- _Job A_
Edit the records from the line containing "Target: llama chin" through the end of the records, changing "fur" to "wool" and leaving everything else unchanged. Return only those lines.

** Start Supplied passage **

Apparently, there are marked differences in the approach to margin squeeze in EU and the US competition law. As in Teliasonera, the court of justice considers margin squeeze to be an independent abuse as provided for under Article 102TFEU. Accordingly, its violation is solely based on evaluation of prices and costs. This decision does broaden potential liability for possible margin squeeze in EU’s non-regulated industries. The US on the other hand considers margin squeeze to stem from a refusal as well as liability to deal. In their research, Anderson and Ezrach propose that the EU adopts the US’s Trinko case provisions regarding the diminished purpose for antitrust in industries that are regulated52. In this, the court posits that the presence of state as well as federal statutory access in the telecommunications sector significantly diminishes any likelihood of possible major antitrust harm. For this reason, it is unnecessary to impose the judicial doctrine regarding forced access as provided for under section two of the Sherman’s act. In this regard, the court indicated that antitrust evaluations need to be attuned to a distinct structure as well as circumstances of the industry under review. Relative provisions and conditions should be all encompassing including the aspect of knowledge of the role of regulation.
Nevertheless, it should be acknowledged that neither of the two institutions is wrong in its approach to the issue of anti competitive practices and specifically margin squeeze. Differences in the decisions of these two important institutions only demonstrate that a unilateral conduct can be perceived from varied points of views. Notably, the decisions are informed by different factors ranging from the available evidence to the implications of the respective rulings. To a great extent, this has varied implications on the credibility of the law jurisdictions in addressing matters of international importance. The inherent disparities imply that there are unnoticeable differences in the manner in which these two legal institutions approach identical legal concerns. To enhance coherence, relative differences need to be identified and harmonized accordingly.

** End Supplied passage **

- _Job B_
Reproduce word for word the part of the margin squeeze passage above starting with "Nevertheless, it should" and going on through "and harmonized accordingly.".

** Start Entries provided **

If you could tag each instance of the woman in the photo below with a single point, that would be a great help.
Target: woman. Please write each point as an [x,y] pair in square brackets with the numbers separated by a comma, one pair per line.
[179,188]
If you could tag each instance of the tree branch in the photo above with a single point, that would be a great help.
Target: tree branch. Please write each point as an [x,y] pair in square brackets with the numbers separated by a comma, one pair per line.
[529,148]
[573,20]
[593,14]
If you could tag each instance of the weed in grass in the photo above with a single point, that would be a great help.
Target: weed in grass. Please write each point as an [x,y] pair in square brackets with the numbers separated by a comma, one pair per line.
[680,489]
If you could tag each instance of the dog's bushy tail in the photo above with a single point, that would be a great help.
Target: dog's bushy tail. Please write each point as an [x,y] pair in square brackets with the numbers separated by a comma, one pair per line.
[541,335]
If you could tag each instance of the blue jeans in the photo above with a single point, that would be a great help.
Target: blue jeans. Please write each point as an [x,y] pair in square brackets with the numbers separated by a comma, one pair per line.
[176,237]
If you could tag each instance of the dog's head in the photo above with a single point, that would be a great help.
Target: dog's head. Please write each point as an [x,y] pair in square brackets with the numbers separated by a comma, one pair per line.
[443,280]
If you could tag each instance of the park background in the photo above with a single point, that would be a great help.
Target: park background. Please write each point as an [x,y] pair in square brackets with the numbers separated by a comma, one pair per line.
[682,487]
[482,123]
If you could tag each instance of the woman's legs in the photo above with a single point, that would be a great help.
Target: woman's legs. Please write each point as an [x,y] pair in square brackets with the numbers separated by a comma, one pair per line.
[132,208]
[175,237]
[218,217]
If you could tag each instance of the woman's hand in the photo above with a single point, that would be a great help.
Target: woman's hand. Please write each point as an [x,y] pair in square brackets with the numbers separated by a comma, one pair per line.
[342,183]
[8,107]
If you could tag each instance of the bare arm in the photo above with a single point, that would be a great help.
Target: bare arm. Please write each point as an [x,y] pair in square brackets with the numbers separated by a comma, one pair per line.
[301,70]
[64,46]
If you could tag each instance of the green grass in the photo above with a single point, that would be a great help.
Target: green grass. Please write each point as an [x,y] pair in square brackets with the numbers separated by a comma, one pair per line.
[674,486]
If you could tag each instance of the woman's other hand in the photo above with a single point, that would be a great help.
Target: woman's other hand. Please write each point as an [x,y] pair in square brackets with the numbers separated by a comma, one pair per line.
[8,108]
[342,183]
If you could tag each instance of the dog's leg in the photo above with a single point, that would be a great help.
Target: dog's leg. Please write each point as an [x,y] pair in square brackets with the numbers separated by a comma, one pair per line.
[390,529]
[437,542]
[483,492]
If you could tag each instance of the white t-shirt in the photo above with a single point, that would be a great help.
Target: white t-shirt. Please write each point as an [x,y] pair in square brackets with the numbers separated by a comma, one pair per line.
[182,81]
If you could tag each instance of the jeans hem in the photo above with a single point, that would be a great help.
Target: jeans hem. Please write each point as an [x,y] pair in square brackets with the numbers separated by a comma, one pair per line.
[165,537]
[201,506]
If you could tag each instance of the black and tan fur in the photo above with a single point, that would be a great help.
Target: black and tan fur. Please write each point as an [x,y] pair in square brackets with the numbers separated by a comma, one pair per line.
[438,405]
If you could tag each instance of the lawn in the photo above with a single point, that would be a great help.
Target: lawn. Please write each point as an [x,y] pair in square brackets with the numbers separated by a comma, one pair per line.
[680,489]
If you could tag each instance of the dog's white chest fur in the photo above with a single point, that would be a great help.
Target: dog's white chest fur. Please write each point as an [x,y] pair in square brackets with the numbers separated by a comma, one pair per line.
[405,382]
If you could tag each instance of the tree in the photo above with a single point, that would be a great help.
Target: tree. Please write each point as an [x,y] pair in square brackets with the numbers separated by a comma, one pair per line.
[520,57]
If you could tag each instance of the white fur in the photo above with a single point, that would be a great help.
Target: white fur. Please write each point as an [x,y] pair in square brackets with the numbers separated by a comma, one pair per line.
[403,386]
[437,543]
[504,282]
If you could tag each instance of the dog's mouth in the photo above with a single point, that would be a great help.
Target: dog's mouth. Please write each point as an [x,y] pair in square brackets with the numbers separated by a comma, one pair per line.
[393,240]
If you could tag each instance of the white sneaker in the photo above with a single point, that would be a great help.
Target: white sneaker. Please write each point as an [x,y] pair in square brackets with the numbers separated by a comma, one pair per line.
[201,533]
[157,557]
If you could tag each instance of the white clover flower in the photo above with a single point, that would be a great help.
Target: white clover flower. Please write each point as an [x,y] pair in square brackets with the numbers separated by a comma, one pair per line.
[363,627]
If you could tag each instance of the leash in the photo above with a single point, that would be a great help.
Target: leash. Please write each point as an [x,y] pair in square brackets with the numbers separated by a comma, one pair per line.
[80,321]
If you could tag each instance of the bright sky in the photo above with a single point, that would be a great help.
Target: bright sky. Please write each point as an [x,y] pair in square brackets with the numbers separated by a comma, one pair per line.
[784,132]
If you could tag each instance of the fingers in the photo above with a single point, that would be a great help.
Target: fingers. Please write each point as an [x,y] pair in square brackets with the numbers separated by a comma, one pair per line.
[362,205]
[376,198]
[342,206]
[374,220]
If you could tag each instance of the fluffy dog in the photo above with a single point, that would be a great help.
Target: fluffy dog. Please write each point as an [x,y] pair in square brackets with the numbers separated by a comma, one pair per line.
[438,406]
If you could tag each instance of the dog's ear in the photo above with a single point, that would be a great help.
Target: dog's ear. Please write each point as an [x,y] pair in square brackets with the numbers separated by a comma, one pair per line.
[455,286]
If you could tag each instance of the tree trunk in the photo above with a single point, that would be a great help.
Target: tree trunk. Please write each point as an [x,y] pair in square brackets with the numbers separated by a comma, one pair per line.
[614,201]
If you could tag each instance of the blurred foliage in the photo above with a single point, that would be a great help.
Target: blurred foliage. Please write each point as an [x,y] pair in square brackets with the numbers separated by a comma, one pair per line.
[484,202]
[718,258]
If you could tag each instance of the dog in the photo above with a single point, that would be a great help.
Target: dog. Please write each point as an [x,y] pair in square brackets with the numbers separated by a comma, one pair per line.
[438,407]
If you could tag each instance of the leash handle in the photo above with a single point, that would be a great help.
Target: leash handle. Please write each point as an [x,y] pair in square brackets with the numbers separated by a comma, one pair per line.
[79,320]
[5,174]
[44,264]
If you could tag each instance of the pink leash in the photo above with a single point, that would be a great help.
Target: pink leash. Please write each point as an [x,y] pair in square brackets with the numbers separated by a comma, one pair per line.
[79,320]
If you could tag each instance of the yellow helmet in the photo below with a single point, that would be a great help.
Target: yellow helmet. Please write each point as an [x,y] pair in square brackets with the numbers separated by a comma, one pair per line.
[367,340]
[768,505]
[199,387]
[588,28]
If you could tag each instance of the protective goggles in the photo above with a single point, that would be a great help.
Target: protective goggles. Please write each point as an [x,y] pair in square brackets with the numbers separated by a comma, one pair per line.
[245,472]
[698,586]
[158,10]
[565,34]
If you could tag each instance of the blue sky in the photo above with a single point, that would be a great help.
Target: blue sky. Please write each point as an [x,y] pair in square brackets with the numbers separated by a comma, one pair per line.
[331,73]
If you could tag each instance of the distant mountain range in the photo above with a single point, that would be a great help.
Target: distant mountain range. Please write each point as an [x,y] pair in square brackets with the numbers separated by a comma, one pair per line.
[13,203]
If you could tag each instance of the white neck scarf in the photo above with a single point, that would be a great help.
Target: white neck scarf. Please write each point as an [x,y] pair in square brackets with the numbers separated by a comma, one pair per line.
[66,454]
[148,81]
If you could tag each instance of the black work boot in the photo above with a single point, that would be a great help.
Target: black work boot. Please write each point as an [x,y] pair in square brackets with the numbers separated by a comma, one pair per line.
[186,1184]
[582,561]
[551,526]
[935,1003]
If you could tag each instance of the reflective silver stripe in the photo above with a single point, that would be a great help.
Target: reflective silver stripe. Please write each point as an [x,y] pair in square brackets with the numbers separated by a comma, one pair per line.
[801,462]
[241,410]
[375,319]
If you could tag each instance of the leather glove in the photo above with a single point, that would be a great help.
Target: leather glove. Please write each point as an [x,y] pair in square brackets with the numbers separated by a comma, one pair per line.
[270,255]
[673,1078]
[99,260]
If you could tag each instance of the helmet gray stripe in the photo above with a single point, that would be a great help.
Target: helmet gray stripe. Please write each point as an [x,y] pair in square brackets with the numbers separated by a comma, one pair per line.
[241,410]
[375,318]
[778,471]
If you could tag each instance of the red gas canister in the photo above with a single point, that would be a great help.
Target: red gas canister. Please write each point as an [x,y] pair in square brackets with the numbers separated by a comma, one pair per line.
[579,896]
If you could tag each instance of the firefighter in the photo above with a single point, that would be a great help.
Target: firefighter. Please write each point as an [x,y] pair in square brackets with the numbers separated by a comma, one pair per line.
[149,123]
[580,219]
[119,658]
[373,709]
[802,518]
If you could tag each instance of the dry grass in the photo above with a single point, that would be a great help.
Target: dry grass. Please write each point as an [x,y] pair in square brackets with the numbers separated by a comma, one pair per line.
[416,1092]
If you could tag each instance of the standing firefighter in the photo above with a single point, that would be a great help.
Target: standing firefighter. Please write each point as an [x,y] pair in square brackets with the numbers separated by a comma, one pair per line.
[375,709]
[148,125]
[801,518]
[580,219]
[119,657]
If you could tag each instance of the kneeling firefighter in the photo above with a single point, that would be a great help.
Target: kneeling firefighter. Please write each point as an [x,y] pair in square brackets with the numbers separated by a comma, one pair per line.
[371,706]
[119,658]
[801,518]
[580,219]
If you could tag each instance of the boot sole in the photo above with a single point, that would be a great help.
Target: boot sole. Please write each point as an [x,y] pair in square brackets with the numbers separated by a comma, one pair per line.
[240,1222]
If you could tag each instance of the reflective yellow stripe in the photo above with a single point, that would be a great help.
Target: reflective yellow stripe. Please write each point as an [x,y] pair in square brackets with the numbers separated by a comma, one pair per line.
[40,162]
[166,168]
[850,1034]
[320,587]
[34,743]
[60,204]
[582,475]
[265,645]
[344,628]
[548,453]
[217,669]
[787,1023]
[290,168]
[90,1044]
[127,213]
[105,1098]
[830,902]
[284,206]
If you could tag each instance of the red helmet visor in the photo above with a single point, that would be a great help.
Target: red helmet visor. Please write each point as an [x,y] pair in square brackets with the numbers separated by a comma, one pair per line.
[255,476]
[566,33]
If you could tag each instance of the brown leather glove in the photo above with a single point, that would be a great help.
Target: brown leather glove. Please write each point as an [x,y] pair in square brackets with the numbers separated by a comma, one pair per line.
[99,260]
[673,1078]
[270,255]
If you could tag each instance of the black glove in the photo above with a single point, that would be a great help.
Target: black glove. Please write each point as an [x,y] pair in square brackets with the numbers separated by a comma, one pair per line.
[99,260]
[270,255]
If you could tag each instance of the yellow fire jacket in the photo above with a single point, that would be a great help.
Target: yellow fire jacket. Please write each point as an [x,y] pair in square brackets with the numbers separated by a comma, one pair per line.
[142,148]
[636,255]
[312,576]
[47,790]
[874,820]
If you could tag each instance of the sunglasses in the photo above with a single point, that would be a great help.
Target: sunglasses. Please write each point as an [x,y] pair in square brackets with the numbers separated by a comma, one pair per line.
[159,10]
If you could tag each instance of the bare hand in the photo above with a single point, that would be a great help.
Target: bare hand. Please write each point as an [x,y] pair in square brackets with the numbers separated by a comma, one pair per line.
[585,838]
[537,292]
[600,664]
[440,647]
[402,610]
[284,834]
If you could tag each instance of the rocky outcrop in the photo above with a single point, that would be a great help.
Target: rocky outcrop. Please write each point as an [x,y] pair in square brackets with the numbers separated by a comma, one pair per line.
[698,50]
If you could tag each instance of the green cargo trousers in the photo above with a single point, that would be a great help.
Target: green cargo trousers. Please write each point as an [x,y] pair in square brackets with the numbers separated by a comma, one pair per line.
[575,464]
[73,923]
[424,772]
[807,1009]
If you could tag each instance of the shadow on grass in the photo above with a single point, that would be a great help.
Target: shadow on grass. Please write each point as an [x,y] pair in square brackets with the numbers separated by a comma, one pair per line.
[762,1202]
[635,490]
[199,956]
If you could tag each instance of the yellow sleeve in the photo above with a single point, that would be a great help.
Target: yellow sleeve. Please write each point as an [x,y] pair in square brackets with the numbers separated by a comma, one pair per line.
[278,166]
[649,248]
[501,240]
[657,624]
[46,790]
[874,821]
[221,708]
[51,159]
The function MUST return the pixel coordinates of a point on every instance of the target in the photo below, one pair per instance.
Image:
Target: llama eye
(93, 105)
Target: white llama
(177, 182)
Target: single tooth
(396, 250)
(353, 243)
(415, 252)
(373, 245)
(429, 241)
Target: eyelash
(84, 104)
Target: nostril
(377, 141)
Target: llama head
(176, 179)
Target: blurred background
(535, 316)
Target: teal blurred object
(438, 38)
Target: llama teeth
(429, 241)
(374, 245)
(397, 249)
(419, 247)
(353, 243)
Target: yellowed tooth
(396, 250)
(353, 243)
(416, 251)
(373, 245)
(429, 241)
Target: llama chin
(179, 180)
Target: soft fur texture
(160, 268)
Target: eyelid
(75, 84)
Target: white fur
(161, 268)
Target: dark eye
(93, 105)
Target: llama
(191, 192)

** End Entries provided **

- _Task solution A_
Target: llama chin
(179, 180)
Target: soft wool texture
(160, 268)
Target: eyelid
(75, 84)
Target: white wool
(161, 268)
Target: dark eye
(93, 105)
Target: llama
(191, 192)

- _Task solution B_
Nevertheless, it should be acknowledged that neither of the two institutions is wrong in its approach to the issue of anti competitive practices and specifically margin squeeze. Differences in the decisions of these two important institutions only demonstrate that a unilateral conduct can be perceived from varied points of views. Notably, the decisions are informed by different factors ranging from the available evidence to the implications of the respective rulings. To a great extent, this has varied implications on the credibility of the law jurisdictions in addressing matters of international importance. The inherent disparities imply that there are unnoticeable differences in the manner in which these two legal institutions approach identical legal concerns. To enhance coherence, relative differences need to be identified and harmonized accordingly.